→ **EXERCISE TASK A**: According to the forum thread on power connector switching below, which pin of a typical board-mounted DC power connector is wired only to the battery's negative terminal?

I'm designing a schematic to supply power to another PCB. It uses a LM317 to reduce the voltage to a fixed value.
I would like to use a 9V battery as main source, but considering that the device will also be used in a car, I would like to include also a connector for external power.
Instead of using a separate switch I would like to use the third pin of the socket to detect when the connector is plugged in and automatically use external power, disconnecting the battery.
My problem is that I have no idea on how to do this Any help?
Well the way those 3 pin power connectors usually work is that the center pin is always the unswitched voltage and the other two pins form a switched 'ground connector' which is normally closed when there is no plug inserted into the connector. So usually the battery's positive terminal is wired to the center pin output pin of the boards connector and the battery's negaitive is wired to the normall closed contact or the connector and the common switch connector pin is wired to your board's ground system. So when you plug in an external plug the battery 'loses it's path to your board's ground bus but the external DC source is connected via the connectors positive terminal and common ground pin.
This drawing may help, it's of the pins on a typical board mounted DC power connector. Pin 1 is wired to your battery's positive terminal and also to the boards DC power bus. Pin 2 is wired to your boards ground bus, and pin 3 is wired to the battery's negative terminal only.
Thanks for the replies!
It's actually very basic, I was thinking too complicated!! I should have applied the KISS principle right away...
So basically, if I want to use the connector's pin to switch I would have to do something like the schematic attached, right?
I actually like the 2 diodes solution: there is no power interruption while the connector is being plugged in.
So basically, if I want to use the connector's pin to switch I would have to do something like the schematic attached, right?
Yes, that is basically right but the 'switchable' ground contact is not drawn quite as clearly as the linked drawing I showed. In this case there is no advantage of having that diode wired in series with the battery, as with the battery's negative terminal 'floating' when the external power is pulled in, there is no way for current to flow into or out of the battery, and the diode just causes permanent .6 vdc voltage drop when the battery is switch into service.
Yeah I used Paint and I should have drawn it better.

→ **INPUT RECORDS**:

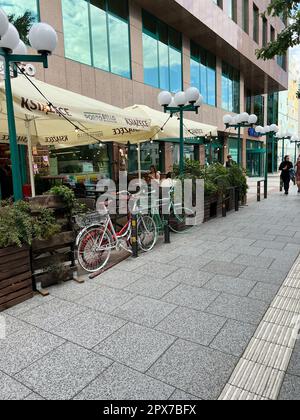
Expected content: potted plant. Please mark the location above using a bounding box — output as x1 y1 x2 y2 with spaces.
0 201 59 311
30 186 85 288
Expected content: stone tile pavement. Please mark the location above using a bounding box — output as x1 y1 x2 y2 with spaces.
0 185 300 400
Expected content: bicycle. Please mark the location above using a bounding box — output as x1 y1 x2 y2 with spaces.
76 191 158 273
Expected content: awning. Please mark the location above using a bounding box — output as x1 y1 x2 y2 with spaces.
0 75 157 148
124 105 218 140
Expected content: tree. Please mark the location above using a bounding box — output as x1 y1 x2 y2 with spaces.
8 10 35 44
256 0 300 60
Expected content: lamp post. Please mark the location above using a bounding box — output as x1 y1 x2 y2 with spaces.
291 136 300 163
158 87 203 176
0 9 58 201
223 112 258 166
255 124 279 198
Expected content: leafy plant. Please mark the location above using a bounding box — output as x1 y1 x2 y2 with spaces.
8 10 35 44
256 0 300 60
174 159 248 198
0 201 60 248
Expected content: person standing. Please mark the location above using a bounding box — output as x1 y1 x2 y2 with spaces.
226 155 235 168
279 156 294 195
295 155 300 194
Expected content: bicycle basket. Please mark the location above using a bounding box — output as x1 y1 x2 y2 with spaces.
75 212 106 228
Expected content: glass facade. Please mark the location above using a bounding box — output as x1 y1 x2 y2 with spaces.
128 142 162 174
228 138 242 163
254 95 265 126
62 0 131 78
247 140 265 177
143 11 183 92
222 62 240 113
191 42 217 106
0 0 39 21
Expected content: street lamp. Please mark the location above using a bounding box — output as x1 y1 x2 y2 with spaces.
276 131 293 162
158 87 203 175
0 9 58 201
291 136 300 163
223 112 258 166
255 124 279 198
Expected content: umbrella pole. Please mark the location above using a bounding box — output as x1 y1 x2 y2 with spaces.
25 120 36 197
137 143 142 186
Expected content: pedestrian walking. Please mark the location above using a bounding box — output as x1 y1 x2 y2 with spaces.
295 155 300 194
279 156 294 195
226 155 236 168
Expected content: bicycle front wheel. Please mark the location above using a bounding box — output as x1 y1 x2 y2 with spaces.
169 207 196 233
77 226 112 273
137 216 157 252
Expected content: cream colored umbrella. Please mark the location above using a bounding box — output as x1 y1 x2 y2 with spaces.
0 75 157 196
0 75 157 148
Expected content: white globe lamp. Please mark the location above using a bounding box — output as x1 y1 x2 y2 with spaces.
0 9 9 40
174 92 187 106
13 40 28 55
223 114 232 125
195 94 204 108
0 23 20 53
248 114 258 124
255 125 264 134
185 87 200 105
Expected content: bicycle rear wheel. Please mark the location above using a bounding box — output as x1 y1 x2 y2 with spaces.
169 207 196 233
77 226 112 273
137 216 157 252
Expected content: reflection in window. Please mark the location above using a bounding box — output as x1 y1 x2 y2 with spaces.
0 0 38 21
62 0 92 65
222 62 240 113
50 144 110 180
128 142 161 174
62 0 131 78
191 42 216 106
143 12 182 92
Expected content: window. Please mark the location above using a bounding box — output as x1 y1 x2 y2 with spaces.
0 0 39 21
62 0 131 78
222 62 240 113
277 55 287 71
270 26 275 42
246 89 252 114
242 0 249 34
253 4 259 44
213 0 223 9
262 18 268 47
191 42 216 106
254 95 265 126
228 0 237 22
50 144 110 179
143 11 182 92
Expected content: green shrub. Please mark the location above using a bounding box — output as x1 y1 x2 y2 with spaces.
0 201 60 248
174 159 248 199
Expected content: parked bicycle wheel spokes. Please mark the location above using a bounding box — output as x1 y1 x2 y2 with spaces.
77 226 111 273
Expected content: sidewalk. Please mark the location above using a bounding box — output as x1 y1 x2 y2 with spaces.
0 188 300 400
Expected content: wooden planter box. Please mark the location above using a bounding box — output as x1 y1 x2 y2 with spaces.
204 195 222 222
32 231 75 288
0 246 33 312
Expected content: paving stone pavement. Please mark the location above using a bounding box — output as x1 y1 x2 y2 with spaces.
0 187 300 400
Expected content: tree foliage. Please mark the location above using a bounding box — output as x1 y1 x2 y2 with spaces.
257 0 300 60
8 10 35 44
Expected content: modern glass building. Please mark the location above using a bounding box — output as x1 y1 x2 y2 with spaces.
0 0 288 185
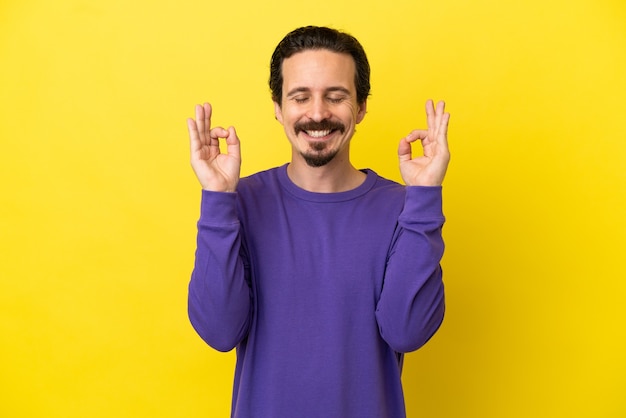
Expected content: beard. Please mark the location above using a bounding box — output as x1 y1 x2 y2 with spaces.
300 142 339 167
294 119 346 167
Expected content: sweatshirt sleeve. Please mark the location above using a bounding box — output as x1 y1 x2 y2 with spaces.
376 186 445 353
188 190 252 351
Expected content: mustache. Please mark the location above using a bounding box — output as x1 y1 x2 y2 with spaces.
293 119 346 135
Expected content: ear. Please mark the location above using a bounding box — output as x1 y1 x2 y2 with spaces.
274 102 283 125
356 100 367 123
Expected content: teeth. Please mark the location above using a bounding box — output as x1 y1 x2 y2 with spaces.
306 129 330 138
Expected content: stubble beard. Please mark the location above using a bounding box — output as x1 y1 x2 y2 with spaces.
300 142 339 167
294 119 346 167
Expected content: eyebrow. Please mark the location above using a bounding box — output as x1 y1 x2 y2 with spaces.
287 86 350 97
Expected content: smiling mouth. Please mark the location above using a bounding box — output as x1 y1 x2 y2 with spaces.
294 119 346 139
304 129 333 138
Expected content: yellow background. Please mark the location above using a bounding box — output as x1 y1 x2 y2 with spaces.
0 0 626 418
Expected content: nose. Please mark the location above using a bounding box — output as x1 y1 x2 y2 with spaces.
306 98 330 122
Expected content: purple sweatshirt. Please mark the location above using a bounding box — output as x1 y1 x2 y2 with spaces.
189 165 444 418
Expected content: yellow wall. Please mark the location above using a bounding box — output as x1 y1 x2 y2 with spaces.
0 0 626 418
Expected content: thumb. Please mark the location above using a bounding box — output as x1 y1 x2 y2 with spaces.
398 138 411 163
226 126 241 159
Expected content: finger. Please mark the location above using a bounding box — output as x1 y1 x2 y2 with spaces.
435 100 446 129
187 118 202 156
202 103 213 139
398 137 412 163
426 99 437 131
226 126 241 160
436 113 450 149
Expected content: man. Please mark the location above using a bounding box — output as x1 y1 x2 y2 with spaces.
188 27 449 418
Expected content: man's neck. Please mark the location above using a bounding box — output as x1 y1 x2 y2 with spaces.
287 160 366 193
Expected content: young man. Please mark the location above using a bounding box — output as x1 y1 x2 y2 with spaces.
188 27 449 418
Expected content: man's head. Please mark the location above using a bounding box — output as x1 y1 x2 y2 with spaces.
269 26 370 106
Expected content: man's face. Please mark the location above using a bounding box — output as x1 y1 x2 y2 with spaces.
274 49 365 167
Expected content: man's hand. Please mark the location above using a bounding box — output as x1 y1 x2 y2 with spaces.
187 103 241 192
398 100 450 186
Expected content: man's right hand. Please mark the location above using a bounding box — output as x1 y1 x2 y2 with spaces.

→ **EXERCISE TASK B**: Express a span of lines from the records as a JSON list of strings, one string per line, leaving out blank lines. Begin at the line that contains "Expected content: bicycle basket." and stop after the line that contains "226 155 236 168".

→ **PROBLEM SOLUTION A**: Pin 3.

→ **PROBLEM SOLUTION B**:
[
  "Expected content: bicycle basket. Please mark the location above using a bounding box — output as x1 y1 x2 y2 with spaces.",
  "75 212 106 228",
  "Expected content: glass facade. Please mark the location above using a bounding box — output as x1 y1 x2 y2 with spaces.",
  "128 142 162 174",
  "228 138 242 163",
  "254 95 265 126",
  "62 0 131 78",
  "247 140 265 177",
  "143 11 183 92",
  "222 62 240 113",
  "191 42 217 106",
  "0 0 39 21",
  "Expected content: street lamp. Please mark the location above using a bounding box — output as x1 y1 x2 y2 with spaces.",
  "276 131 293 162",
  "158 87 203 175",
  "0 9 58 201",
  "291 136 300 163",
  "223 112 258 166",
  "255 124 279 198",
  "Expected content: umbrella pole. Please mark the location above using a bounding box — output as x1 y1 x2 y2 with spaces.",
  "25 120 36 197",
  "137 143 142 186",
  "Expected content: pedestrian walking. Please mark the location above using a bounding box — output as x1 y1 x2 y2 with spaces.",
  "295 155 300 194",
  "279 156 294 195",
  "226 155 236 168"
]